WRITTEN REQUEST:
Extract every line of the records below that contains the string "Trace". Case counts.

MATERIAL FOR THIS TASK:
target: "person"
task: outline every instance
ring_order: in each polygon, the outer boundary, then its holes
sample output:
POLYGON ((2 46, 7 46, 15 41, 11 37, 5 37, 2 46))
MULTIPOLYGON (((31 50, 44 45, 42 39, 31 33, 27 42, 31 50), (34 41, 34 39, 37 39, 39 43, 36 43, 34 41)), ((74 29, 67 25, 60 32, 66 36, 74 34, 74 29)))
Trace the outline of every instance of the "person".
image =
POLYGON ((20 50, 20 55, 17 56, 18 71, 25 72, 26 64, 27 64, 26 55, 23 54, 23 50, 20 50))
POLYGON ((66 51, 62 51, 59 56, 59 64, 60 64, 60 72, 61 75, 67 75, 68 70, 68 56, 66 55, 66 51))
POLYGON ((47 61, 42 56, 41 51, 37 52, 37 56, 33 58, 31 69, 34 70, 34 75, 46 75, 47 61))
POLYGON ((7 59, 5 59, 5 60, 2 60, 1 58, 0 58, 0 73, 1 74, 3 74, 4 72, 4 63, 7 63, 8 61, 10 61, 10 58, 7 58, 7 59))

--

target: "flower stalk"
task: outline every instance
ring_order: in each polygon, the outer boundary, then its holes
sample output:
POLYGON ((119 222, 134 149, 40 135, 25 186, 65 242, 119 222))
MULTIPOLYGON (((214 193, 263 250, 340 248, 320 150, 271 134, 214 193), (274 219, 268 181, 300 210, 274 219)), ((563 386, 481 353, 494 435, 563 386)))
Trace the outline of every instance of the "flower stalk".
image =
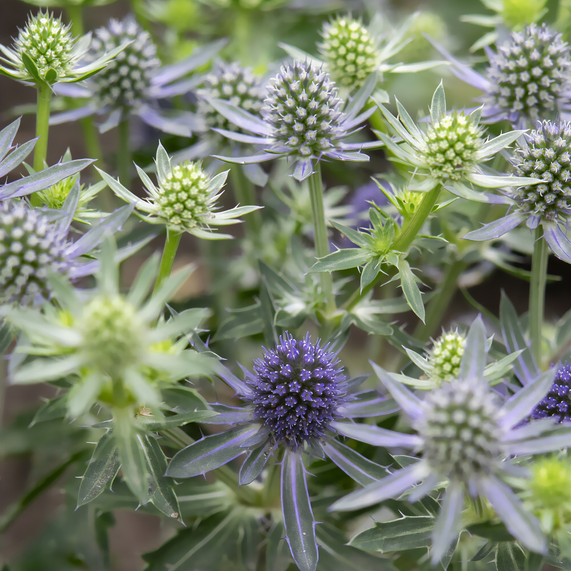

* * *

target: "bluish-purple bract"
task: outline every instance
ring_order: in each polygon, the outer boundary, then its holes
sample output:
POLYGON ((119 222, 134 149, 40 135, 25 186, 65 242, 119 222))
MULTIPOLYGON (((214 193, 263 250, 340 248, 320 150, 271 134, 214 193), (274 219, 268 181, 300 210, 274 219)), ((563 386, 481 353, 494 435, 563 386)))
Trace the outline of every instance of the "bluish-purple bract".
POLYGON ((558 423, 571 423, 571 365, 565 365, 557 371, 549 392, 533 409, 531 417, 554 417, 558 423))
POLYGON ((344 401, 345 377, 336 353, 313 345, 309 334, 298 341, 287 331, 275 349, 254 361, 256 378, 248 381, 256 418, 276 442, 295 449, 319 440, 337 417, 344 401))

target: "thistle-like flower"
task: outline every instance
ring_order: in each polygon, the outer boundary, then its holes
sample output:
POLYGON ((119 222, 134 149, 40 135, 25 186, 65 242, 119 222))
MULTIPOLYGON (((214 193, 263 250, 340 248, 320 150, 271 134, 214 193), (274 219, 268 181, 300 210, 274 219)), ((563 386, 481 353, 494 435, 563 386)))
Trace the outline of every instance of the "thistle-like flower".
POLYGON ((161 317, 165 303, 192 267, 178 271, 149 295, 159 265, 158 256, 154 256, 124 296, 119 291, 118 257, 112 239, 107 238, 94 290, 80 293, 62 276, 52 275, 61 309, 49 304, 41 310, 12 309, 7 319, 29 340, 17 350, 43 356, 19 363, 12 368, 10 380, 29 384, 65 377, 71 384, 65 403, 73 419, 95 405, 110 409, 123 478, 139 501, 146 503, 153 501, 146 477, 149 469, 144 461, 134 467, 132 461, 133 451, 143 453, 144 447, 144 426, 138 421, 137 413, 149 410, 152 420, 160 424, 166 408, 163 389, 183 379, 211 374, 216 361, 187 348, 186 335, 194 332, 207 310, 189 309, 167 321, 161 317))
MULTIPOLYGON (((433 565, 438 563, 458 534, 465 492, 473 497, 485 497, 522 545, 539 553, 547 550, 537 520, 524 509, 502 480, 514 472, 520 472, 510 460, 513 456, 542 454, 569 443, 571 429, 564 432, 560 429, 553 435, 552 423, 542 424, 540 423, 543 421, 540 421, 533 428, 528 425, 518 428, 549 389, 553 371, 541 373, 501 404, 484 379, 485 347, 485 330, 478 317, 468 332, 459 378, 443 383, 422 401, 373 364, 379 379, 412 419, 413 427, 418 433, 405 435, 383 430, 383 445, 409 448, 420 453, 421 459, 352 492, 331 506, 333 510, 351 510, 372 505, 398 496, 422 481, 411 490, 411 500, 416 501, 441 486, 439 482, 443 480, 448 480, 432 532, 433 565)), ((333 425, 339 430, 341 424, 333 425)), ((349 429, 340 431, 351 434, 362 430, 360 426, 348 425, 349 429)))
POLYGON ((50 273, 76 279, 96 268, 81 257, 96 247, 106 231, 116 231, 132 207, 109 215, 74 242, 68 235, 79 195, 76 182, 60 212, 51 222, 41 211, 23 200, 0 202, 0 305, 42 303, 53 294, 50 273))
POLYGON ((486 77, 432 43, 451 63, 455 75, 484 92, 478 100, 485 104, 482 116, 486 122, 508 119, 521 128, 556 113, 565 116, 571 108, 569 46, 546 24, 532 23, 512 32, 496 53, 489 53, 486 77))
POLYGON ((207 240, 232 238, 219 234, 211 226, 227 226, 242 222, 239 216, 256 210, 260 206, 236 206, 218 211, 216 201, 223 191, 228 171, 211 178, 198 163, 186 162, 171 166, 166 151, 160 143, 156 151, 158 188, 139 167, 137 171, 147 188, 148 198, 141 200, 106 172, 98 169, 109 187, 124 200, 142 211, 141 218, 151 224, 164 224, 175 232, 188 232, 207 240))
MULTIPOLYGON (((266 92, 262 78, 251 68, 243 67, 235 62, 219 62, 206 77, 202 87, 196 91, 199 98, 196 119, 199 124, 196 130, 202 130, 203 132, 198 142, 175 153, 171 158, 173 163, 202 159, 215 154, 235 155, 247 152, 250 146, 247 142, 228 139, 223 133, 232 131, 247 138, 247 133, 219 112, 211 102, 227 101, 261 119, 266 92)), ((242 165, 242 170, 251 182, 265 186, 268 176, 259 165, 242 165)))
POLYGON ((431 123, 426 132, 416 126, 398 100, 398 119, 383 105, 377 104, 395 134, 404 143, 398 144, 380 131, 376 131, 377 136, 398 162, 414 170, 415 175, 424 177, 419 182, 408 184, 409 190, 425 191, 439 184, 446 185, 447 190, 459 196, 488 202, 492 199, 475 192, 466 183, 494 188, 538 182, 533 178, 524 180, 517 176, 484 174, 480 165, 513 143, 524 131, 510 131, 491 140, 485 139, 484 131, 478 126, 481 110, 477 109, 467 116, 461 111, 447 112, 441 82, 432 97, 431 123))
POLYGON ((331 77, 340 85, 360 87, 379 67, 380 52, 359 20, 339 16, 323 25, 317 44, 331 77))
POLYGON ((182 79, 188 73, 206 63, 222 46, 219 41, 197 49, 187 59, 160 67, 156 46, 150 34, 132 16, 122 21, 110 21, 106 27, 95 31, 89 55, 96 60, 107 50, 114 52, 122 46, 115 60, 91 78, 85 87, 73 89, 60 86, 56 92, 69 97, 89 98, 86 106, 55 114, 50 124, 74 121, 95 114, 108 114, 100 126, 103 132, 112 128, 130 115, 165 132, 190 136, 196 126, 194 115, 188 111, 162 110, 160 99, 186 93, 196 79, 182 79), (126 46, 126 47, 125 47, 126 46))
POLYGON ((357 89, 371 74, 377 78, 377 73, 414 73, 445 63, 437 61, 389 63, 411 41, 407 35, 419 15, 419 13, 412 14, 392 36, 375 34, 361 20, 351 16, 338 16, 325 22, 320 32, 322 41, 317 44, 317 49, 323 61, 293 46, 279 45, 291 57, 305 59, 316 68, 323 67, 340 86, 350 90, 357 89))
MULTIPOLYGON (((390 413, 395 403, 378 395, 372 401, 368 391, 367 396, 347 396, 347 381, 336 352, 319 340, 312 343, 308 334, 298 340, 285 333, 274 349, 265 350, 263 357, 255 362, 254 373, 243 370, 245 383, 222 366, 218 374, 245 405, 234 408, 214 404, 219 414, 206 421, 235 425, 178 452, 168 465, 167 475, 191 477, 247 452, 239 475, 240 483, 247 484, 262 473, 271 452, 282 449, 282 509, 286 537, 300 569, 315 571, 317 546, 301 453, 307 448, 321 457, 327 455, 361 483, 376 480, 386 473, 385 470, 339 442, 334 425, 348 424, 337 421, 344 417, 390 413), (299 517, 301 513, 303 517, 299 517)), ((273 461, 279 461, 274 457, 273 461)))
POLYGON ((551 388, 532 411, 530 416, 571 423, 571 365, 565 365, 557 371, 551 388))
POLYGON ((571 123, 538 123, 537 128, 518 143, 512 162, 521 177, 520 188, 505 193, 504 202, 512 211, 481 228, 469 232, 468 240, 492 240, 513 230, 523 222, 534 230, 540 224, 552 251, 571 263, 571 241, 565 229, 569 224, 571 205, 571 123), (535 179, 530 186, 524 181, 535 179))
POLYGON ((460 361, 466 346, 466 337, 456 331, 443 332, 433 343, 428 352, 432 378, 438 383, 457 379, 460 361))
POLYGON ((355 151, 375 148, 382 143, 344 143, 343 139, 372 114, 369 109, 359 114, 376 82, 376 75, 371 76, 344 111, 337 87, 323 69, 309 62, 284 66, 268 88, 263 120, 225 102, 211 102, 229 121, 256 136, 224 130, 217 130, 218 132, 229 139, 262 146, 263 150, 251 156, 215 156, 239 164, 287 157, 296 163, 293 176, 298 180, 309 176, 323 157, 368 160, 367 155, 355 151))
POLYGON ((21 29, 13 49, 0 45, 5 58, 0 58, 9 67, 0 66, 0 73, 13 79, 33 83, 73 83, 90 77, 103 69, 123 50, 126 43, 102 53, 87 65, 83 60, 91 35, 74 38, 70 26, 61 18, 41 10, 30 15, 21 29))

ANSWER IN FULL:
Trace the outline of every instance of the "person".
Trace the outline of every instance of the "flower stalk".
Trace the outline of every instance of the "bluish-purple bract".
Trace the outline of every instance of the "thistle-like flower".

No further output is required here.